**Data supplied:**

———

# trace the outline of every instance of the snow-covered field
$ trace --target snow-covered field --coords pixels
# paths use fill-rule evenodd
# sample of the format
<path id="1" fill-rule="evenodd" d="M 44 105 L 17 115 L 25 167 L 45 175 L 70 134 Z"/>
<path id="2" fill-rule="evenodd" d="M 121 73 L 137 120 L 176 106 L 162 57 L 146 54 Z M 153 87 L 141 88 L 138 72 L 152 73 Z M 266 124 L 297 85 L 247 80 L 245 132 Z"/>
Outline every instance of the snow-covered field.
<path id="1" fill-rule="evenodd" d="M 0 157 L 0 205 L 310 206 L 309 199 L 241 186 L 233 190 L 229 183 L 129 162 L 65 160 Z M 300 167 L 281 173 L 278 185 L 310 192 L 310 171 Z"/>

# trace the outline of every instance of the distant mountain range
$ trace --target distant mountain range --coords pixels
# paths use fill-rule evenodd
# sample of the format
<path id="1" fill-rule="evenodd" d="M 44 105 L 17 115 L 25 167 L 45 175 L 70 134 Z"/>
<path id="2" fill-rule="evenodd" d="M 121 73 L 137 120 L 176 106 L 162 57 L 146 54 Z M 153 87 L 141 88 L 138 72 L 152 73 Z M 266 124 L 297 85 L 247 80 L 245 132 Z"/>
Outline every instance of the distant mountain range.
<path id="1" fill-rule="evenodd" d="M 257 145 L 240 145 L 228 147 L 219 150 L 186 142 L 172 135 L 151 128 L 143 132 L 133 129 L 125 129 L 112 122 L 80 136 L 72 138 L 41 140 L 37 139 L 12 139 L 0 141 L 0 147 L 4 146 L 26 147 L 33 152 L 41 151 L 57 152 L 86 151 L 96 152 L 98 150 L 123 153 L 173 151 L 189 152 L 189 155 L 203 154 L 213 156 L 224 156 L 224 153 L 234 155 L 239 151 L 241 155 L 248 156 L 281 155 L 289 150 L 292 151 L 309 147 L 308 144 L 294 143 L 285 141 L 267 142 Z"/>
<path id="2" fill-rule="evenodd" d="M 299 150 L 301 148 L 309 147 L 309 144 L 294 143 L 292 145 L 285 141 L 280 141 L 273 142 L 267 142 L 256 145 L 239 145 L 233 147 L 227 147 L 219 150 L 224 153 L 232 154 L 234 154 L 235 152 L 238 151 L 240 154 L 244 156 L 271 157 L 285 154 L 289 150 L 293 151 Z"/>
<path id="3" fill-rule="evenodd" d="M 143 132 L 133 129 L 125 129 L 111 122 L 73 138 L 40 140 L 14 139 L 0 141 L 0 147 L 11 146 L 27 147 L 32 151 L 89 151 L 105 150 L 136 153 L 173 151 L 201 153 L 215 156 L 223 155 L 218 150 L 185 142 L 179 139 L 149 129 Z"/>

———

**What needs to be done:** Using the material above, print every entry exactly as written.

**Expected output:**
# trace the outline of every instance of the snow-covered field
$ trace --target snow-covered field --coords pixels
# paths use fill-rule evenodd
# sample of the format
<path id="1" fill-rule="evenodd" d="M 44 105 L 17 115 L 25 167 L 45 175 L 70 134 Z"/>
<path id="2" fill-rule="evenodd" d="M 121 73 L 137 120 L 176 106 L 162 57 L 146 54 Z M 153 87 L 141 88 L 138 72 L 152 73 Z M 266 124 L 297 85 L 247 80 L 245 132 Z"/>
Outline every instance of the snow-covered field.
<path id="1" fill-rule="evenodd" d="M 0 157 L 0 205 L 310 206 L 309 199 L 241 186 L 233 190 L 229 183 L 129 162 L 65 160 Z M 300 167 L 281 173 L 278 185 L 310 192 L 310 171 Z"/>

# trace the outline of every instance of the distant mountain range
$ trace --target distant mountain range --coords pixels
# paths use fill-rule evenodd
# sample of the format
<path id="1" fill-rule="evenodd" d="M 44 105 L 17 115 L 25 167 L 45 175 L 70 134 Z"/>
<path id="2" fill-rule="evenodd" d="M 121 73 L 137 120 L 176 106 L 162 57 L 146 54 Z M 153 87 L 141 88 L 138 72 L 152 73 Z M 266 124 L 297 85 L 247 80 L 245 132 Z"/>
Outline every instance of the distant mountain range.
<path id="1" fill-rule="evenodd" d="M 257 145 L 240 145 L 228 147 L 219 150 L 186 142 L 172 135 L 151 128 L 143 132 L 133 129 L 125 129 L 112 122 L 80 136 L 72 138 L 41 140 L 37 139 L 12 139 L 0 141 L 0 147 L 4 146 L 26 147 L 33 152 L 41 151 L 57 152 L 86 151 L 96 152 L 98 150 L 123 153 L 173 151 L 189 152 L 189 155 L 203 154 L 213 156 L 224 156 L 224 153 L 234 155 L 239 151 L 241 155 L 248 156 L 281 155 L 289 150 L 292 151 L 309 147 L 308 144 L 294 143 L 285 141 L 267 142 Z"/>
<path id="2" fill-rule="evenodd" d="M 299 150 L 301 148 L 309 147 L 309 144 L 294 143 L 292 145 L 285 141 L 280 141 L 273 142 L 267 142 L 256 145 L 239 145 L 233 147 L 227 147 L 219 150 L 224 153 L 232 154 L 234 154 L 235 152 L 238 151 L 240 154 L 244 156 L 271 157 L 285 154 L 289 150 L 293 151 Z"/>
<path id="3" fill-rule="evenodd" d="M 143 132 L 133 129 L 125 129 L 111 122 L 73 138 L 40 140 L 14 139 L 0 141 L 0 147 L 11 146 L 27 147 L 32 151 L 89 151 L 105 150 L 136 153 L 173 151 L 201 153 L 215 156 L 223 155 L 218 150 L 185 142 L 179 139 L 149 129 Z"/>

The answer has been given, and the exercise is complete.